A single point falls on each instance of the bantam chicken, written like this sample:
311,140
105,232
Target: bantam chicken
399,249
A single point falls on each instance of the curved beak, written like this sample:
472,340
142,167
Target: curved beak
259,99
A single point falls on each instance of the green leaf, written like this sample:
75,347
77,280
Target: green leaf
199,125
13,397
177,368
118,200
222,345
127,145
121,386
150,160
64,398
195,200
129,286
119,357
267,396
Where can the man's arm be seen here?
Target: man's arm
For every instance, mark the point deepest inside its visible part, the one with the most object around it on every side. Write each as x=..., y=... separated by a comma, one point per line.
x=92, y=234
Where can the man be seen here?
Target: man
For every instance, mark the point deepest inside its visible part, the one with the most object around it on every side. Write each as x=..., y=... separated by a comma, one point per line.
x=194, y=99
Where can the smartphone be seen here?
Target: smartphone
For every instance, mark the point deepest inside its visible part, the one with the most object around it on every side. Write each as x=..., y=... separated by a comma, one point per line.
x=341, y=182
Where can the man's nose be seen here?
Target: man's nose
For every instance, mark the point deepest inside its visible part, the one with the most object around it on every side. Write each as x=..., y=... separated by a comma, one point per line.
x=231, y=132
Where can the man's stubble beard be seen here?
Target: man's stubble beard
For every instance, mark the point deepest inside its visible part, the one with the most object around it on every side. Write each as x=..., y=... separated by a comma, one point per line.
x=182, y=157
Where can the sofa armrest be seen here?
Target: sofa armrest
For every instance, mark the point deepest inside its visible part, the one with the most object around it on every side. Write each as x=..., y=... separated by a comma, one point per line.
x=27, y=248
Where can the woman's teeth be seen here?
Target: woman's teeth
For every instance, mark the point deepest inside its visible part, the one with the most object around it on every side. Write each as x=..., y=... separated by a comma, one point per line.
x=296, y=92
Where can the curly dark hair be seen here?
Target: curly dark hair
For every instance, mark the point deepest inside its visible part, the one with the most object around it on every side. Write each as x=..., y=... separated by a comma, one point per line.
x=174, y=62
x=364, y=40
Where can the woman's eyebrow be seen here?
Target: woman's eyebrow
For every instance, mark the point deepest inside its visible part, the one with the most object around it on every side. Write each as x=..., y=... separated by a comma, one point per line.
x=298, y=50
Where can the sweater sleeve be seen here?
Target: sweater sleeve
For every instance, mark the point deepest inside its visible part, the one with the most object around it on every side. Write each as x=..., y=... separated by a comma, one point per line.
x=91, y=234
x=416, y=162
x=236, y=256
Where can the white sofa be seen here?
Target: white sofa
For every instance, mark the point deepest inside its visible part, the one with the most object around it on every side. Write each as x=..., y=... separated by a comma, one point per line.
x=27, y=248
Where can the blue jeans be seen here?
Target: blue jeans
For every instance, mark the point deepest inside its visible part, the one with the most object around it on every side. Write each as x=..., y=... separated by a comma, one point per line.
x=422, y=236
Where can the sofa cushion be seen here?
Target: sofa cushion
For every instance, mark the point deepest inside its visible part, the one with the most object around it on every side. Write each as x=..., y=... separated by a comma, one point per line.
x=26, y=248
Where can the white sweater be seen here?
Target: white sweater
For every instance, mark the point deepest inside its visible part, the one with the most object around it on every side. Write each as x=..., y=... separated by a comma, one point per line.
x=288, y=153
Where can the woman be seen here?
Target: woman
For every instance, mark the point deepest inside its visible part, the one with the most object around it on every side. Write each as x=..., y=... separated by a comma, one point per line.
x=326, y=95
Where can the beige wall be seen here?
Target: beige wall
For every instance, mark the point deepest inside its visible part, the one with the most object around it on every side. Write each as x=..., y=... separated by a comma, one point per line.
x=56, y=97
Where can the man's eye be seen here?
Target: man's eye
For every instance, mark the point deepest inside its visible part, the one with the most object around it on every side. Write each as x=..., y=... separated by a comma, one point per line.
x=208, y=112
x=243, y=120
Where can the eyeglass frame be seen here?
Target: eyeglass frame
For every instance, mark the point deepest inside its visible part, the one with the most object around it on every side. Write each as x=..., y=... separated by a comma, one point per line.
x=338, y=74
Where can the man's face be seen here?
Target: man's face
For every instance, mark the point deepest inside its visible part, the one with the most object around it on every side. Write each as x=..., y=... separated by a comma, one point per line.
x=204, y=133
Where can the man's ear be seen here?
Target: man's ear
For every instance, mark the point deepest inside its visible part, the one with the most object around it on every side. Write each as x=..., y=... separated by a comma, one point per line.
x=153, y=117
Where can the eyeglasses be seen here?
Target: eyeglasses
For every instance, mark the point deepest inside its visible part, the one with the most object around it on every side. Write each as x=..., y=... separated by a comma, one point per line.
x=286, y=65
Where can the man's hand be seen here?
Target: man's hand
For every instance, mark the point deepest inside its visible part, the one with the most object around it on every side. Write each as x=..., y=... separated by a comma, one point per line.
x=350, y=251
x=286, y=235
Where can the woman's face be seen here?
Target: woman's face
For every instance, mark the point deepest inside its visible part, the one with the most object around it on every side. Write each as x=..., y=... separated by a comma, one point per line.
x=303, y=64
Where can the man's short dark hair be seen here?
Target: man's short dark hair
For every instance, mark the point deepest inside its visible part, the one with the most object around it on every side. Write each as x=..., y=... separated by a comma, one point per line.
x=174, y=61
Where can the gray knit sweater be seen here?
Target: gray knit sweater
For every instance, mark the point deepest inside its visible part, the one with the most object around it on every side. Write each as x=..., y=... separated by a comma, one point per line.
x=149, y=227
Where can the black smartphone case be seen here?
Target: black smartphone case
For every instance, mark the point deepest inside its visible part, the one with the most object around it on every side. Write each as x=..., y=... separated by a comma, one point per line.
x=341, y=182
------------------------------------------------------------------------
**What to produce**
The reply should be nothing but the number of lines in the entries that include "teeth".

**Finished exercise**
2